> _MATERIAL_
------------------------------------
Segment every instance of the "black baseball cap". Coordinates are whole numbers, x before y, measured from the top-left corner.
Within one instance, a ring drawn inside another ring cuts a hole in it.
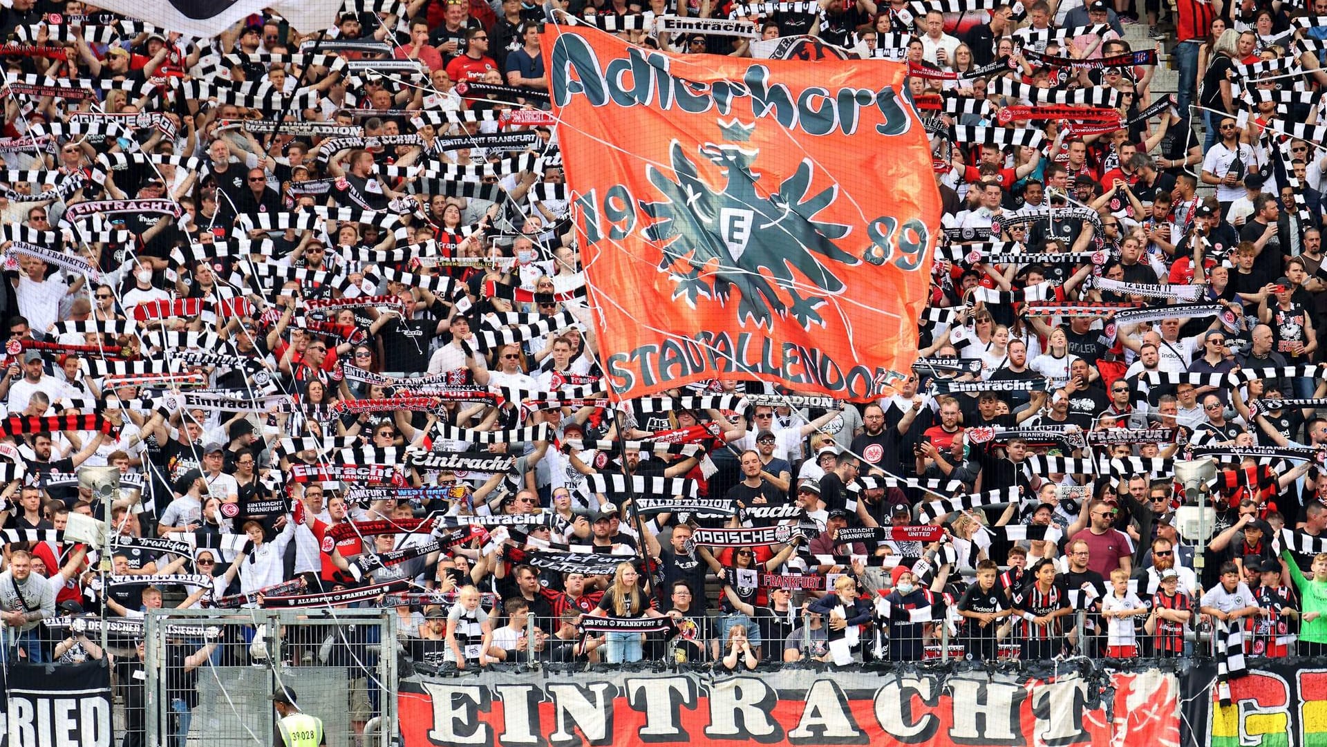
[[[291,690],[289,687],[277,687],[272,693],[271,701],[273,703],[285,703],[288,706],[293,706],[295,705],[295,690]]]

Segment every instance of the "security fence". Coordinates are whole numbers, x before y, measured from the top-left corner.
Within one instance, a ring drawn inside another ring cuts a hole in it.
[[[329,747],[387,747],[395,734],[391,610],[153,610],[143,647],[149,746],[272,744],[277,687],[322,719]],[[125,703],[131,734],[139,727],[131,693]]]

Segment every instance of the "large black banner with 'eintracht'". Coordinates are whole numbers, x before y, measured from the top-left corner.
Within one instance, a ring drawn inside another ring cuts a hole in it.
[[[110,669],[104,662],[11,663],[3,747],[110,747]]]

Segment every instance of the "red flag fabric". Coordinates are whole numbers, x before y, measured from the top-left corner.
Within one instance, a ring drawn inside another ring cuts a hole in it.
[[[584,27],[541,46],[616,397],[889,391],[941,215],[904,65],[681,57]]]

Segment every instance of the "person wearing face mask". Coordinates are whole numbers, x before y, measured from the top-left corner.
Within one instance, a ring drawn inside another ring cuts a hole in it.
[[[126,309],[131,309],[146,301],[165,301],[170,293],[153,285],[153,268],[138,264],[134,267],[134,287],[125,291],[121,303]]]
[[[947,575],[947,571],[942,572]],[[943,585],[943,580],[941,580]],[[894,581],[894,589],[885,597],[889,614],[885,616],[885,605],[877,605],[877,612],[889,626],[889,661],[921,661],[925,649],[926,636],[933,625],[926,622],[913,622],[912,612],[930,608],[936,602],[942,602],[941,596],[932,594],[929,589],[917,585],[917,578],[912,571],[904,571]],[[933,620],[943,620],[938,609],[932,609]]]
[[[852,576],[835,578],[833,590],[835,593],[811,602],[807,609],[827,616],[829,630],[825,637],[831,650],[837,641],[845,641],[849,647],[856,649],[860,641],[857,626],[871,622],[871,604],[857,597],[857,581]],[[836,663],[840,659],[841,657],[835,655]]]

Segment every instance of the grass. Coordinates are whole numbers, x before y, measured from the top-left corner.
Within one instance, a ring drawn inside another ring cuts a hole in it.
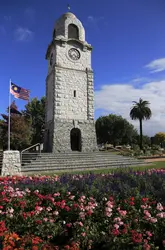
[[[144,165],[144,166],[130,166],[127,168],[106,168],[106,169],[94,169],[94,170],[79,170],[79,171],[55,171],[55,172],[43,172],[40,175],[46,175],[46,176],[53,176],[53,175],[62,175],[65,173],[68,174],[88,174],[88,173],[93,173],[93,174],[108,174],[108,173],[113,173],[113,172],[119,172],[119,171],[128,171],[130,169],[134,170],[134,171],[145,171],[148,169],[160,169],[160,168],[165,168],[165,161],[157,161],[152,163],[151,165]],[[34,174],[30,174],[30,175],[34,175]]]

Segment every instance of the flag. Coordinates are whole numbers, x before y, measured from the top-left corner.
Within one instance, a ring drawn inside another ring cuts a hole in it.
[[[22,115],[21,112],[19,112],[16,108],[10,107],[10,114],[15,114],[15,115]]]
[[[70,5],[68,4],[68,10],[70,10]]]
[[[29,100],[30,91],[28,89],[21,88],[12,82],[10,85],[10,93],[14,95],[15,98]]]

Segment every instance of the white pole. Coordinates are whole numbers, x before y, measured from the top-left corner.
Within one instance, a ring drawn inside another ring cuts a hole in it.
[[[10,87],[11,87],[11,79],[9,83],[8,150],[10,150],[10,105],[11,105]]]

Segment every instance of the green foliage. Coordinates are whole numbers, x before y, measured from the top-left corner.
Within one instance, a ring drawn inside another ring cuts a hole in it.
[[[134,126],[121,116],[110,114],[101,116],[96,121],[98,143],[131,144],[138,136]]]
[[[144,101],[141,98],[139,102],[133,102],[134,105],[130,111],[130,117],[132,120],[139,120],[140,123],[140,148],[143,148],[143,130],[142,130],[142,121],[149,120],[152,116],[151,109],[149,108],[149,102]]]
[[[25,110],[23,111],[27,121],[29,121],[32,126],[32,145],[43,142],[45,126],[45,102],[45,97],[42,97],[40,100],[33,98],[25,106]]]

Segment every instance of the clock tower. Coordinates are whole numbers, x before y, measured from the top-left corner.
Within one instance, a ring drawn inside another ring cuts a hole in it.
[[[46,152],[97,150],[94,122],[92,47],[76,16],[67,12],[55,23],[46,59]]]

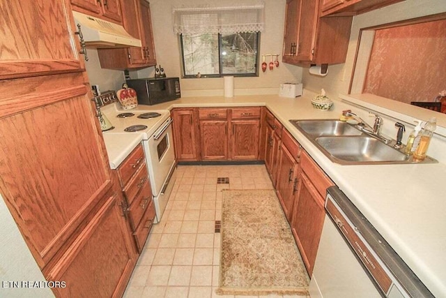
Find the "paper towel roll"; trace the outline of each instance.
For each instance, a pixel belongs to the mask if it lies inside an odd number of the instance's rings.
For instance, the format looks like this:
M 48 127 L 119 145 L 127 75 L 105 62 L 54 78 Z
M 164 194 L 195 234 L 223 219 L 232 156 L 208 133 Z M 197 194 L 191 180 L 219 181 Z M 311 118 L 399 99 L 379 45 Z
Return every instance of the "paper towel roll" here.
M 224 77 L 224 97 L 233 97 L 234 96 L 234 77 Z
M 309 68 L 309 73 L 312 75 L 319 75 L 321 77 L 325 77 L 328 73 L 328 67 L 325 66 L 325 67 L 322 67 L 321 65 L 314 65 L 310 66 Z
------------------------------------
> _INSTRUCTIONS FOR THE TASK_
All lines from the one holding "Segment every instance of the white" to the end of the listing above need to be duplicated exactly. None of the pictures should be included.

> _REPLY_
Segment every instance of the white pole. Coordinates are whole numbers, x before y, measured from the top-left corner.
Within one instance, a ring drawn inside another ring cuts a hole in it.
[[[10,87],[11,87],[11,79],[9,83],[8,150],[10,150],[10,105],[11,105]]]

Segment every instance of the green foliage. Coordinates are whole numbers, x before y, measured from the top-left corner.
Within one instance, a ring drawn inside another ring cuts a hole in it.
[[[134,126],[121,116],[110,114],[101,116],[96,121],[98,143],[131,144],[138,136]]]
[[[144,101],[141,98],[139,102],[133,102],[134,105],[130,111],[130,117],[132,120],[139,120],[140,123],[140,148],[143,148],[143,130],[142,130],[142,121],[149,120],[152,116],[151,109],[149,108],[149,102]]]
[[[25,110],[23,111],[27,121],[29,121],[32,126],[32,145],[43,142],[45,126],[45,102],[45,97],[42,97],[40,100],[33,98],[25,106]]]

Segment every instance of the clock tower. Coordinates are whole numbers, x before y, measured from the top-left corner.
Within one instance, a ring drawn inside another ring cuts a hole in it.
[[[46,152],[97,150],[94,122],[92,47],[76,16],[67,12],[55,23],[46,59]]]

Find the "paper towel roll"; trace the outline of each instance.
For each instance, a pixel belongs to the mask if it lies inside an odd number of the instance's rings.
For instance, the format looks like this:
M 48 127 L 119 145 L 127 75 L 105 62 L 54 78 Z
M 164 194 L 195 234 L 223 219 L 232 156 L 208 133 Z M 197 194 L 191 180 L 219 181 Z M 311 118 L 399 99 L 379 45 Z
Return every instance of the "paper towel roll" here.
M 224 77 L 224 97 L 233 97 L 234 96 L 234 77 Z
M 309 68 L 309 73 L 312 75 L 319 75 L 321 77 L 325 77 L 328 73 L 328 67 L 325 66 L 325 67 L 322 67 L 321 65 L 314 65 L 310 66 Z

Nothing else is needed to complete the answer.